[[ EXERCISE DATA open ]]
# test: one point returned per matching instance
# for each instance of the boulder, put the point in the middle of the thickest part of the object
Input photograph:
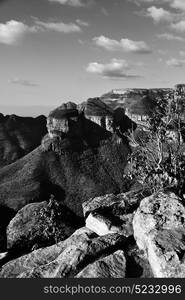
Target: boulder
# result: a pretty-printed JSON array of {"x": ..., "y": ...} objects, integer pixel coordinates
[
  {"x": 28, "y": 228},
  {"x": 111, "y": 213},
  {"x": 159, "y": 230},
  {"x": 111, "y": 266},
  {"x": 65, "y": 259},
  {"x": 2, "y": 238}
]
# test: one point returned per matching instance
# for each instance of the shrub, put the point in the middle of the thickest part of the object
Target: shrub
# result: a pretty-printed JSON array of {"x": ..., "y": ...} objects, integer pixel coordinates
[{"x": 159, "y": 162}]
[[ EXERCISE DATA closed ]]
● REQUIREMENT: Please repeat each line above exactly as it appears, but omit the pictures.

● TASK RESULT:
# test: one point returned per matching instance
# for each instance of the boulder, put the point in the middle of the thickest part of the object
Input photograph:
Target: boulder
# result: a pretty-printed JSON array of {"x": ..., "y": ...} objects, integer pixel coordinates
[
  {"x": 28, "y": 228},
  {"x": 111, "y": 213},
  {"x": 159, "y": 230},
  {"x": 111, "y": 266},
  {"x": 65, "y": 259},
  {"x": 2, "y": 238}
]
# test: one point returned per matching instance
# for each instance of the shrub, put the point in the middle of the thickest part of the object
Target: shrub
# result: a pretty-printed JSON array of {"x": ..., "y": ...} objects, integer pixel coordinates
[{"x": 159, "y": 162}]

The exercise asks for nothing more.